[Photo-based referring expression data]
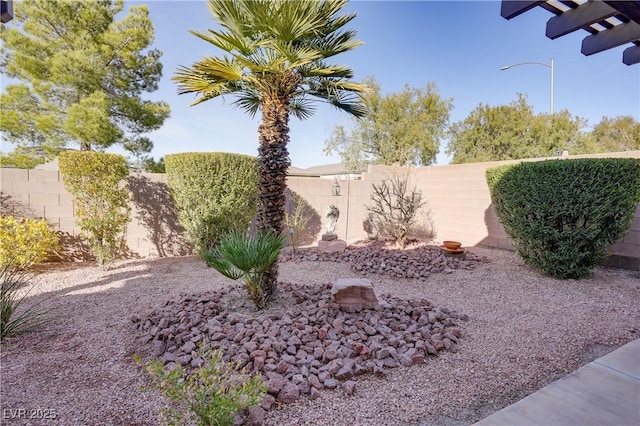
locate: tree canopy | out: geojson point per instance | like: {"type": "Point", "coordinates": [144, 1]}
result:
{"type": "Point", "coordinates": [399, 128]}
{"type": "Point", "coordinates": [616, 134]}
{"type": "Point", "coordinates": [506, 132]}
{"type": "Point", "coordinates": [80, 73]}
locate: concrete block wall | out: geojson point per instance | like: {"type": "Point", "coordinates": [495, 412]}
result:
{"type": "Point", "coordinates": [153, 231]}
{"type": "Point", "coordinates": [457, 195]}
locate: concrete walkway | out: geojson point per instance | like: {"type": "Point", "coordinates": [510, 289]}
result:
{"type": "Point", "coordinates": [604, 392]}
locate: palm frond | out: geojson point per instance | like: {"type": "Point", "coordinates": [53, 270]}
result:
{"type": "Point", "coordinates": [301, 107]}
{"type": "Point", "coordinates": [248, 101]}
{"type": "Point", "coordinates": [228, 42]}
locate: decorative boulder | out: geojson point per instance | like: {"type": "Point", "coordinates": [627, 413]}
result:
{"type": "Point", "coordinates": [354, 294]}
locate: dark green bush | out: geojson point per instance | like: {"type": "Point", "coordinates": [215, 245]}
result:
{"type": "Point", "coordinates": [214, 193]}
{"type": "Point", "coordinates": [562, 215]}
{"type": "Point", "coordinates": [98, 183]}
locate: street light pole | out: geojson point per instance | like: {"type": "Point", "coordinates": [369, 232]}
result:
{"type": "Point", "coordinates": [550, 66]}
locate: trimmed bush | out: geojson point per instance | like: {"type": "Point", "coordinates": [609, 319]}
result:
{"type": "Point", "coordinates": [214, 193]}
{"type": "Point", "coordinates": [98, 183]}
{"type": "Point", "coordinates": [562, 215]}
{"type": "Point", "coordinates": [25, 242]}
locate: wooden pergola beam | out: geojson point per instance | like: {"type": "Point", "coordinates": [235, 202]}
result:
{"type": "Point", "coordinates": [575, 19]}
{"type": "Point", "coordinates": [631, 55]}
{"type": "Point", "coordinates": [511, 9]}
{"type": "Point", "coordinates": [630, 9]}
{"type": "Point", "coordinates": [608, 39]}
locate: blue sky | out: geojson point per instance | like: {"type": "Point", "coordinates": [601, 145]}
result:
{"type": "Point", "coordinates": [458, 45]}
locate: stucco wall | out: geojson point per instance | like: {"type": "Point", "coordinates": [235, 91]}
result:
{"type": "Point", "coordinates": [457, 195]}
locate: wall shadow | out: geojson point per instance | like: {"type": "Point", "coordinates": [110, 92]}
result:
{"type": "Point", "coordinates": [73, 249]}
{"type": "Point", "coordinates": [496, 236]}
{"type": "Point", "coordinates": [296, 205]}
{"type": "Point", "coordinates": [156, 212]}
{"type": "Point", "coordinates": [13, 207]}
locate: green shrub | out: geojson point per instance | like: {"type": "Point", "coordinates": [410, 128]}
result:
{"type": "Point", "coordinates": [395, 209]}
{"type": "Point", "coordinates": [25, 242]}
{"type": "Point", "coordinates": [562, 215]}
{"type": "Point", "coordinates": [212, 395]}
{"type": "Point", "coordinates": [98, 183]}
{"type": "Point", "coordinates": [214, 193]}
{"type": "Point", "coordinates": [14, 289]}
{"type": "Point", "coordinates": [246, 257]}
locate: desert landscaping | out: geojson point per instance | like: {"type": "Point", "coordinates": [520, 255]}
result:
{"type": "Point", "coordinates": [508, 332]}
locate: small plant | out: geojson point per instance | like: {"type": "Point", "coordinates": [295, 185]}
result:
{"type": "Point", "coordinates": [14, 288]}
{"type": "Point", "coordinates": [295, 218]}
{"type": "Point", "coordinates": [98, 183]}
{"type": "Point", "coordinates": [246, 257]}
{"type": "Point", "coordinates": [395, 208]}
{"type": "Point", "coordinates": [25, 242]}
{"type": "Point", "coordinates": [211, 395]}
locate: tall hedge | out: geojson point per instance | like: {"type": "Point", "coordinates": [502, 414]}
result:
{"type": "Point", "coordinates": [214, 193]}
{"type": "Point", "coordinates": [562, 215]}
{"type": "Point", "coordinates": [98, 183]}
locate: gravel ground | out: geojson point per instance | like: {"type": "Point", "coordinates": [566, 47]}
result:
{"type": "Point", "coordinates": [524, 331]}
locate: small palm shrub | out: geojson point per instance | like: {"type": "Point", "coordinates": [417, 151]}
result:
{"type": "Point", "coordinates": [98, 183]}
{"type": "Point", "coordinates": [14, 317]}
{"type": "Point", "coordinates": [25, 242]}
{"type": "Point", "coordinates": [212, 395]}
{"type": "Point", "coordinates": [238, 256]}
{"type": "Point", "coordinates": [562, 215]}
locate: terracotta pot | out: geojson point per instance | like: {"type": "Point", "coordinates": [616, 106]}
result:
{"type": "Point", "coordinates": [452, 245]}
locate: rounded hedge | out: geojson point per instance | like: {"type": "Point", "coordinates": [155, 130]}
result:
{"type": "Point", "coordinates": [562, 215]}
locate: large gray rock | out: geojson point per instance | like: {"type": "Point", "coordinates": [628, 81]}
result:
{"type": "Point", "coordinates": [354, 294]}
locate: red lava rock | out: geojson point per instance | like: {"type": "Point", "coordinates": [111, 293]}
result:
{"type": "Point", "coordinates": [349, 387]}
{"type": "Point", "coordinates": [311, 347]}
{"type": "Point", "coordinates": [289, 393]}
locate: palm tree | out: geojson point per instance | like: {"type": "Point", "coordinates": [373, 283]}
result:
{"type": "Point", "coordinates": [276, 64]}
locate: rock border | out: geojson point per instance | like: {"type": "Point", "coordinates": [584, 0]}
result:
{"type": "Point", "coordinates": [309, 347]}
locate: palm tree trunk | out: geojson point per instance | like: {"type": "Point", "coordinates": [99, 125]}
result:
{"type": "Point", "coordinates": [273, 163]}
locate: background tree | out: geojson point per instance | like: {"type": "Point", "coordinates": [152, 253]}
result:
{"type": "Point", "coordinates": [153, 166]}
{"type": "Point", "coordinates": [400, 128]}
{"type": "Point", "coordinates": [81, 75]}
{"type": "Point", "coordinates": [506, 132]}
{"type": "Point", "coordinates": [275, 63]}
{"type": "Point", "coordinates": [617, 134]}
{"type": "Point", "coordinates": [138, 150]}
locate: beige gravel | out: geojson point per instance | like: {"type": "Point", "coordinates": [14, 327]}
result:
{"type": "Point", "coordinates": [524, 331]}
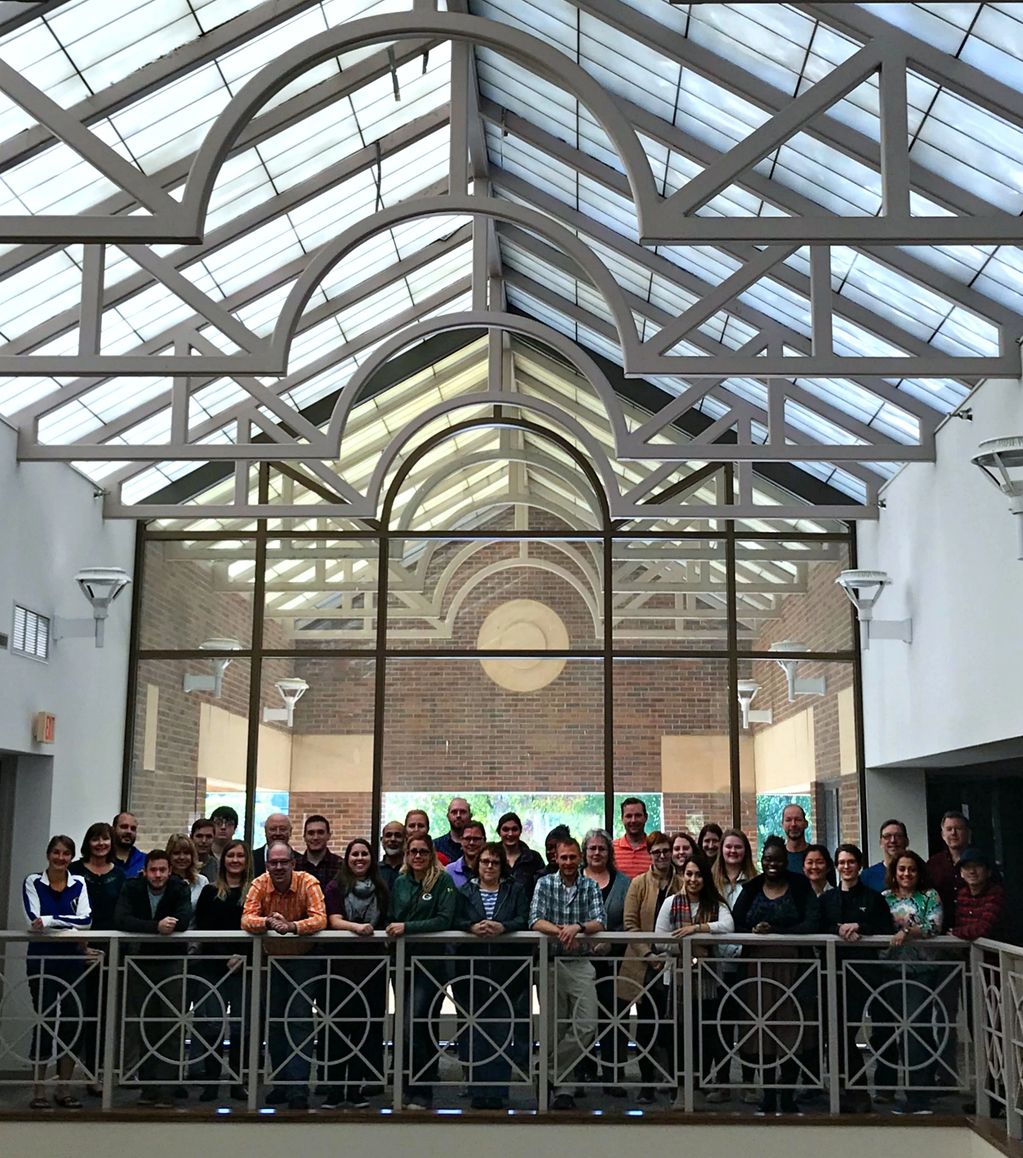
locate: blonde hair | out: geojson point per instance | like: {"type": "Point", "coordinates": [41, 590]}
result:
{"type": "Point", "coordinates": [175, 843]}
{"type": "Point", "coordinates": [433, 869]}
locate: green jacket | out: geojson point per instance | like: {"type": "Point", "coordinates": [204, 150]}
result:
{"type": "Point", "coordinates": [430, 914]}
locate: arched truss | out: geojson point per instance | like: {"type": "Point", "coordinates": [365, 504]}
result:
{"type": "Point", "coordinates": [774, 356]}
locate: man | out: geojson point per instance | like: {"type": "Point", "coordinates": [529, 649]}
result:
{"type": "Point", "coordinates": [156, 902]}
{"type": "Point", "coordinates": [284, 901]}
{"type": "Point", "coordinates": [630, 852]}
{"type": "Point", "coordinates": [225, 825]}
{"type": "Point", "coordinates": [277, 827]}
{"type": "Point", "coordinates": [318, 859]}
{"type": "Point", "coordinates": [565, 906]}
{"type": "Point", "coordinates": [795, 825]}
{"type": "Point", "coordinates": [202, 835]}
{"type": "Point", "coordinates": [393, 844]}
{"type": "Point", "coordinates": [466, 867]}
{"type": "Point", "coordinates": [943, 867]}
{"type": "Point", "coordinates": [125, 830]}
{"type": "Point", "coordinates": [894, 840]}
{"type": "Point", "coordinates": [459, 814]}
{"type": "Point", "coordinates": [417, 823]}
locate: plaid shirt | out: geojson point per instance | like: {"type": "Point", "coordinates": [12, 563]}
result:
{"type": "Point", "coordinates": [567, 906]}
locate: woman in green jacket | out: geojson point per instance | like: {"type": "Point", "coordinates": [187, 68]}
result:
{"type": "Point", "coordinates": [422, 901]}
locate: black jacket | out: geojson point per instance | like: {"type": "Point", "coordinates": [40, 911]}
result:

» WHAT YOU WILL DO
Determine how many lines of the entries contain the string "concrete", and reply with nothing but the number.

» PROBLEM SOLUTION
2